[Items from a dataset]
-- start --
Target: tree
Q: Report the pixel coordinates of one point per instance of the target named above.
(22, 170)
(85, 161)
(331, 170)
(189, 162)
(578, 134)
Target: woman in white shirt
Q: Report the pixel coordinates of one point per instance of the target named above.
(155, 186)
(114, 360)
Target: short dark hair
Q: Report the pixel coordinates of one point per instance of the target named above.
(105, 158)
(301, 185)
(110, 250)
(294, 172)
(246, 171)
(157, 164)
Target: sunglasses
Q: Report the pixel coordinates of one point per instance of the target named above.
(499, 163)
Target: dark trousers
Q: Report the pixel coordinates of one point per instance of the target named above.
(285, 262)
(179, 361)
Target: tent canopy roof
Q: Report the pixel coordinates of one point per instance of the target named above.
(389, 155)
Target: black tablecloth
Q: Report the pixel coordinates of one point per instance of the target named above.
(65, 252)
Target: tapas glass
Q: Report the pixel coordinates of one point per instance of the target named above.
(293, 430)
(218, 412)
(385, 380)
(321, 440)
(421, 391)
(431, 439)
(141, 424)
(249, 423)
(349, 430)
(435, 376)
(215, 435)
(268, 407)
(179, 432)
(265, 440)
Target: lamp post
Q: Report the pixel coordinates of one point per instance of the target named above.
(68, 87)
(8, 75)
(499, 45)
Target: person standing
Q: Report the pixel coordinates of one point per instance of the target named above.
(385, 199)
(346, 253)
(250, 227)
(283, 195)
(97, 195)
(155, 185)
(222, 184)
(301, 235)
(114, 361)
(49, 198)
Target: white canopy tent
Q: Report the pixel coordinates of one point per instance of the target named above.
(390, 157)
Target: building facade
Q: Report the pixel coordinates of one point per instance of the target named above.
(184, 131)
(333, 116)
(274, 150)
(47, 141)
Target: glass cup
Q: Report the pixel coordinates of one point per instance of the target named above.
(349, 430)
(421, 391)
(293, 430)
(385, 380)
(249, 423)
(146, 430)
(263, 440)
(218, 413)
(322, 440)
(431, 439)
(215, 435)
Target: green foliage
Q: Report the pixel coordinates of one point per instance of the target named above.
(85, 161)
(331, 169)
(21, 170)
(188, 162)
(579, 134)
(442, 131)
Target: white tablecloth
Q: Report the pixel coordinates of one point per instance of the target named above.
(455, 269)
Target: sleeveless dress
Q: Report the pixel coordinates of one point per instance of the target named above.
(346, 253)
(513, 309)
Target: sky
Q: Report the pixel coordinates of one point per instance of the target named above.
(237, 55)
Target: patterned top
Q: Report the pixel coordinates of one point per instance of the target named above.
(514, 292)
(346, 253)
-- end --
▸ The problem
Copy out every row above word for word, leaving nothing out or changed.

▸ Result of this task
Target: tree
Q: Report the pixel coordinates of one point per instance of the target named above.
(22, 170)
(85, 161)
(331, 170)
(189, 162)
(578, 134)
Target: woman in white shirt
Q: Report the pixel coordinates of one point per instance of the target named above.
(155, 186)
(114, 360)
Target: short dark hair
Q: Report the pixel coordinates of one point per instance of the target named above.
(105, 158)
(301, 185)
(110, 250)
(294, 172)
(246, 171)
(157, 164)
Target: sunglasses
Q: Report the pixel coordinates of one point per instance of the target named above.
(499, 163)
Target: dark trousers
Q: Report the pixel coordinates of one point per instance of the target named above.
(285, 262)
(179, 361)
Target: tent canopy roof
Q: Report the pixel coordinates of one point per instance of the target named above.
(389, 155)
Target: black tablecloth
Q: Report the pixel coordinates of one point per instance of the target named above.
(65, 252)
Target: tapas glass
Q: Report the pixel coordinates of one point per instance of the target named above.
(293, 430)
(218, 412)
(385, 380)
(321, 440)
(421, 391)
(431, 439)
(141, 424)
(249, 423)
(349, 430)
(435, 376)
(215, 435)
(268, 407)
(179, 432)
(265, 440)
Target: lamp post
Q: Report the pixel coordinates of one point per instance of the target named above.
(68, 87)
(8, 75)
(499, 45)
Target: person standing
Q: Report the pixel coordinates of one point per instance of the target named above.
(385, 199)
(346, 253)
(250, 227)
(283, 195)
(97, 195)
(155, 185)
(222, 184)
(301, 235)
(114, 361)
(49, 198)
Target: white canopy tent
Q: Report the pixel coordinates of one point per instance of the target named above.
(390, 157)
Target: building facade
Q: Report the pixel coordinates of one point per instance of the target named above.
(184, 131)
(333, 116)
(274, 150)
(47, 141)
Target: glass cup
Q: Report the pixel coordinates of one point per instance of the target named above.
(349, 430)
(421, 391)
(293, 430)
(385, 380)
(249, 423)
(146, 430)
(263, 440)
(218, 413)
(322, 440)
(431, 439)
(215, 435)
Target: green foliage
Q: Report the pixel coordinates of one point per instance of the target named above.
(85, 161)
(331, 169)
(21, 170)
(188, 162)
(579, 134)
(442, 131)
Target: white tablecloth
Q: Report the pixel coordinates of one point per instance of the target named above.
(455, 269)
Target: sleeveless dress
Q: Report the pixel coordinates of one point per instance of the target named above.
(346, 253)
(513, 309)
Target: sky
Q: Report the pixel coordinates of one point per instance of the target named above.
(237, 55)
Target: patterned top
Q: Report the pixel coordinates of one point per instance of the target named above.
(514, 292)
(346, 253)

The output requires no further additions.